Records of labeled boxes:
----------------------------------------

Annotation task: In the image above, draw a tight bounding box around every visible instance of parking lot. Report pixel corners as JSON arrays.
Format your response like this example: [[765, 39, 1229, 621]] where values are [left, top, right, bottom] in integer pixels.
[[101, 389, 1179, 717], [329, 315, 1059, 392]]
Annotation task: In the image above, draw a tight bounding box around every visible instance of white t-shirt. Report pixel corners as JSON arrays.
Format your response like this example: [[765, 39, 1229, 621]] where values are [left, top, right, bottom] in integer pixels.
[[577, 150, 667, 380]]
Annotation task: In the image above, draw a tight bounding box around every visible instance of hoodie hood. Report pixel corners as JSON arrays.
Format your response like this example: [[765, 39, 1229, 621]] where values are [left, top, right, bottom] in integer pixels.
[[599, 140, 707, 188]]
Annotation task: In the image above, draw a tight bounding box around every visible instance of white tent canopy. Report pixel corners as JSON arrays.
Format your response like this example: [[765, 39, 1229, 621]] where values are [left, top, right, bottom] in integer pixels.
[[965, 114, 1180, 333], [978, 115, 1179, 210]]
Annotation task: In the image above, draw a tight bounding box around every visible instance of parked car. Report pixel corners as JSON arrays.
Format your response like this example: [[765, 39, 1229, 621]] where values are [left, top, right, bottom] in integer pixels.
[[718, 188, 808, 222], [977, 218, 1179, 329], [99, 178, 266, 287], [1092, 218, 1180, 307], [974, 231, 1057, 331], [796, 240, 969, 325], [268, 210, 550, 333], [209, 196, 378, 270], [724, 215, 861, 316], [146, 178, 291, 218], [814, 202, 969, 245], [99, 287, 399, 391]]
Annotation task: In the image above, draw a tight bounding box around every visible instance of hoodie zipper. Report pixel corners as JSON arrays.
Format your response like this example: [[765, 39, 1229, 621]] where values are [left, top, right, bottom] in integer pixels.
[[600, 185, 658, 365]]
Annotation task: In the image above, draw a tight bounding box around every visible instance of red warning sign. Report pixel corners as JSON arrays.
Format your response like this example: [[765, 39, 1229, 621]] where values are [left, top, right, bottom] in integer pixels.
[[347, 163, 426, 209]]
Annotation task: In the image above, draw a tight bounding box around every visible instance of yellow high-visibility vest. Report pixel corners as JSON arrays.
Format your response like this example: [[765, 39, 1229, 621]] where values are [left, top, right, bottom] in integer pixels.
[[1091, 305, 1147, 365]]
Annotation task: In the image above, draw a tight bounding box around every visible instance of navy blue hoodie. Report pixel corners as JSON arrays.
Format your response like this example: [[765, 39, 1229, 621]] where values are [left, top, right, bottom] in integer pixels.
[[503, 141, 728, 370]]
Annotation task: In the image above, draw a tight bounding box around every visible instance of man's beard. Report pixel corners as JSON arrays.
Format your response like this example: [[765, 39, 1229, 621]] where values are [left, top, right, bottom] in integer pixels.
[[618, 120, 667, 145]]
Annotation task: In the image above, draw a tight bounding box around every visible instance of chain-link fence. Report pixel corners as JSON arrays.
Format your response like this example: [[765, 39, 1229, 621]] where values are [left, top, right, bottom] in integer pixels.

----------------------------------------

Exercise: Lay out every line from all of the records above as a numbered list, omitting any blank lines.

Task result:
1. Annotation task: In the image above, draw a tight bounding box around every visible instance of parking lot. Report pixel corners as JSON arrays.
2. Format your response like this example: [[765, 39, 1229, 621]] where values are [left, top, right, bottom] in integer pixels.
3. [[101, 389, 1179, 717], [329, 315, 1059, 392]]
4. Annotation task: In the image above, draw a tight bounding box around every visible instance of white t-shirt. Report pixel corners as JSON arrays.
5. Format your response like this example: [[765, 39, 1229, 621]] where values are [left, top, right, bottom] in integer pixels.
6. [[577, 150, 667, 380]]
7. Annotation task: In the image above, draw a tight bounding box around every visible instance of hoodie hood. Report pixel corners as JSON arrays.
8. Format your response like this example: [[765, 39, 1229, 621]] where values are [left, top, right, bottom] in integer pixels.
9. [[599, 140, 707, 188]]
10. Annotation task: In the image above, draw a tight bounding box around every visible instance of white tent canopy. Report pixel corners as JSON arrays.
11. Format your response like this example: [[765, 39, 1229, 621]] where values are [left, top, right, bottom] in integer pixels.
12. [[965, 114, 1180, 333], [978, 115, 1179, 210]]
13. Annotation task: In the image above, draw a tight bounding box around every visible instance of parked car. Report pixel corners as JSON arrays.
14. Format your response like this example: [[765, 39, 1229, 621]] where values are [left, top, right, bottom] in integer pixels.
15. [[718, 188, 808, 222], [977, 218, 1179, 329], [99, 178, 266, 287], [1092, 218, 1180, 307], [974, 231, 1057, 331], [796, 240, 969, 325], [268, 210, 550, 333], [209, 196, 378, 270], [724, 215, 861, 316], [146, 178, 291, 218], [814, 202, 969, 245], [99, 287, 399, 391]]
16. Annotation task: In the image above, draw a tight bounding box around every visible instance of hoodie zipper. Report pixel corners as JSON arrays.
17. Format your response like this example: [[765, 39, 1229, 621]] where values are [left, top, right, bottom] in integer pixels.
18. [[600, 185, 658, 365]]
19. Annotation task: In the image above, draw a tight bounding box around every visible instance of red warning sign. Report pixel corners as JSON arrays.
20. Format your response like this example: [[765, 39, 1229, 621]] where values are [left, top, right, bottom] in integer pixels.
21. [[347, 163, 426, 209]]
22. Annotation task: In the image above, draw a tight bounding box around every visible instance of yellow high-visibility vest. Report pixel corners as JSON arrays.
23. Format your response like this example: [[765, 39, 1229, 621]] where values are [left, top, right, bottom] in integer pixels.
24. [[1091, 305, 1147, 365]]
25. Annotation task: In the image above, draw a tight bounding box around every visible instance of navy blue hoodie. Report pixel corners as JSON arrays.
26. Format your response like this example: [[765, 39, 1229, 621]] where values are [left, top, right, bottom] in integer pixels.
27. [[503, 141, 728, 370]]
28. Annotation task: In the image above, draw a tight bounding box around every visible instance of man's beard. Report pixel corners as JSON arrays.
29. Format your response like this example: [[765, 39, 1229, 621]] where values are [left, top, right, bottom] in integer pixels.
30. [[618, 120, 667, 145]]
31. Annotation task: In the image above, draw a tight bounding box around every visible instance of chain-link fence. Report pixel corners as JSON arrays.
32. Format your response like this example: [[765, 39, 1229, 621]] where values are [left, top, right, bottom] in integer pixels.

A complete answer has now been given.